DOCUMENT SECTION:
──────────

The recent developments of wide Q-range neutron scattering instruments (e.g. NIMROD at ISIS (UK) and NOVA and TAIKAN at J-PARC(Japan)) and the enhanced availability of combined SAXS/WAXS at both synchrotrons and as lab sources, increasingly mean that both atomistic and mesoscale structures can be investigated simultaneously. Furthermore, there is a push to study ever more complex and applied systems e.g. large surfactant micelles, polymer conjugates and heterogeneous systems. These trends mean that computational and methodological limits are frequently being met, particularly when both atomistic and mesoscale structure need to be understood together. This workshop will bring together experts from the neutron scattering and simulation communities, with experience of a variety of different systems and techniques, in order to explore new methods that will drive forward the interpretation and refinement of scattering data across the multiple length scales probed by the current, and indeed the next, generation of instrumentation.

──────────

MATERIAL FOR THE TASK:
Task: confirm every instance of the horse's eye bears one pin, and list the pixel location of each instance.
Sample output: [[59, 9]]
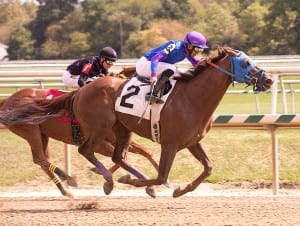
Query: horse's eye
[[244, 64]]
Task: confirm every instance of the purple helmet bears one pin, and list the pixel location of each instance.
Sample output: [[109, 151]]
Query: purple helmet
[[196, 39]]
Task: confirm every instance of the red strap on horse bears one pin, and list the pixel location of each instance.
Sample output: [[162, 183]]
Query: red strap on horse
[[86, 68]]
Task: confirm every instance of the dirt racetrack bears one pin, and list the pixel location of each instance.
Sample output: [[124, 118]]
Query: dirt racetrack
[[133, 207]]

──────────

WRITTEN PROBLEM 1:
Translate this sentence from the workshop description into Spanish: "Furthermore, there is a push to study ever more complex and applied systems e.g. large surfactant micelles, polymer conjugates and heterogeneous systems."
WRITTEN PROBLEM 2:
Reproduce the whole listing above word for word, from its first line to its last, and leave out the picture.

WRITTEN ANSWER 1:
Además, existe un impulso para estudiar sistemas cada vez más complejos y aplicados, p. ej., micelas grandes de tensioactivos, conjugados de polímeros y sistemas heterogéneos.

WRITTEN ANSWER 2:
Task: confirm every instance of the horse's eye bears one pin, and list the pixel location of each instance.
Sample output: [[59, 9]]
Query: horse's eye
[[244, 64]]
Task: confirm every instance of the purple helmet bears one pin, and list the pixel location of each instance.
Sample output: [[109, 151]]
Query: purple helmet
[[196, 39]]
Task: confirm every instance of the red strap on horse bears one pin, and list the pixel location of each instance.
Sample output: [[162, 183]]
Query: red strap on horse
[[86, 68]]
Task: confirm every instance of the dirt racetrack bears one pin, and list the pixel location of each instance.
Sample output: [[124, 118]]
Query: dirt racetrack
[[133, 207]]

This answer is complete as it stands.